Double derivate implisitt function

[Phat]

We got:

solve by x.

y^3+x^2y^2-y*sinx=1

derivate:

3y^2*y' + 2xy^2 + 2yx^2*y' - (y'sinx + ycosx) = 0


but to derivate this once again I am not sure how to proceed.

My solution:

[3y^2*y'+6y*y''] + [2y^2 + 4xyy'] + ...

solutoin manual:

6y*y'' + 2x2yy' + [2x^2*1*y'+2x^2*y*y'']



I've been searching for websites where I can read about this, but no luck.

What I think is done in the solution manual is that when x is x^1 it cannot be further derivated, because we kinda "loose" information?

I need some guidance or explanation on how to handle equations that got:

y*y'

x*y^2

x*y*y'


Thanks in advance!

 

[HallsofIvy]

We got:

solve by x.

y^3+x^2y^2-y*sinx=1

derivate:

3y^2*y' + 2xy^2 + 2yx^2*y' - (y'sinx + ycosx) = 0

Okay, good!

Supplied entries
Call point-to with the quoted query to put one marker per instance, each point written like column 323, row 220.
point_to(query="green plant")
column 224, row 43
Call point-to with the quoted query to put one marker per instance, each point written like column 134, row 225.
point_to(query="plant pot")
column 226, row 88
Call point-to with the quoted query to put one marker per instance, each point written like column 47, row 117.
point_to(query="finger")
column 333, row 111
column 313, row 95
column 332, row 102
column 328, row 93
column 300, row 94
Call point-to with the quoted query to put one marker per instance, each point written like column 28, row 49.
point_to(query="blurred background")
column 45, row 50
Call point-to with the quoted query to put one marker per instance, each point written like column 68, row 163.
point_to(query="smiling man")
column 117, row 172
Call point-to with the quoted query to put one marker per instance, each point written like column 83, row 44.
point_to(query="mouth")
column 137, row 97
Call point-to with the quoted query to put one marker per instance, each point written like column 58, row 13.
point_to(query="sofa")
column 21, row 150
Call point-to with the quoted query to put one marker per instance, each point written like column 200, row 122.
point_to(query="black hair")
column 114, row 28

What this exercise asks
#1 Output everything in the forum thread from "What I think" down to "Thanks in advance!".
#2 Summarize the forum thread in three sentences.
Work only from the forum thread.

List of solutions
#1
What I think is done in the solution manual is that when x is x^1 it cannot be further derivated, because we kinda "loose" information?

I need some guidance or explanation on how to handle equations that got:

y*y'

x*y^2

x*y*y'


Thanks in advance!

#2 Phat differentiates the equation y^3+x^2y^2-y*sinx=1 once with respect to x but is unsure how to differentiate it a second time, and compares an attempt with the solution manual's version. Phat guesses that the manual treats x to the first power as something that cannot be differentiated further, and asks how to handle terms such as y*y', x*y^2, and x*y*y'. HallsofIvy repeats the equation and its first derivative and confirms that this step is correct.